**Given task:**
How many wisdoms make up the treasure described in the book description below?

**Provided text:**
Adult; Spirituality/Inspirational; (Market)

A New Now: Your Guide to Mastering Wisdom Daily, Achieving Equilibrium, and Empowering Your Nobler Self is your chance to step into an omnipresent reality, a new now in which you can readily navigate your life successfully, happily, easily. Working with this guide, you can become a new you so that situations, people, thoughts, and desires are more easily negotiated moment to moment. You have an untapped reservoir of awareness that you can learn to access to become wiser, achieve a state of equilibrium, and develop a clearer and stronger sense of your purpose for each day and this lifetime. If you embark on this journey, here is some of what you will learn as you experience your New Now step by step: \t>The treasure of 33 wisdoms, including the 11 Loving Wisdoms, the 11 Guiding Wisdoms, and the 11 Evolutionary Wisdoms \t>The 10 Keys to Achieving Equilibrium \t>The 5 Sources of Wisdom \t>The 5 Prerogatives of Equilibrium \t>How to empower and be your nobler self
Goddart’s (In Search of Lost Lives) detailed and extensive spiritual roadmap lays out many possible routes to a greater knowledge of self. Grounded in Eastern spiritual traditions like reincarnation, this guide instructs readers in the cultivation of spiritual growth and connecting to the “infinite, inexhaustible aquifer” of divine knowledge the author argues lies in each of us. Goddart claims that by developing this wisdom we can live each moment fully, always working toward a unique, self-determined purpose in life. Achieving this demands maintaining equilibrium, or a calm, positive state of openness free from the selfish desires of ego and the childish demands of the “lower mind.”

**Recorded data:**
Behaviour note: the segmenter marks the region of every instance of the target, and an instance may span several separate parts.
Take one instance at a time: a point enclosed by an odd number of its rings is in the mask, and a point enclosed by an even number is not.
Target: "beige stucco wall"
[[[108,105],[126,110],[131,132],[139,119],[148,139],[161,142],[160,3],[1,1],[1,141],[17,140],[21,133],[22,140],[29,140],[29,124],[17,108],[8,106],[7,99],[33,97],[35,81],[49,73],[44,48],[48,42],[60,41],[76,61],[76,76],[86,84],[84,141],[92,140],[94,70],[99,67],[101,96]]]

**Solution for this problem:**
33 wisdoms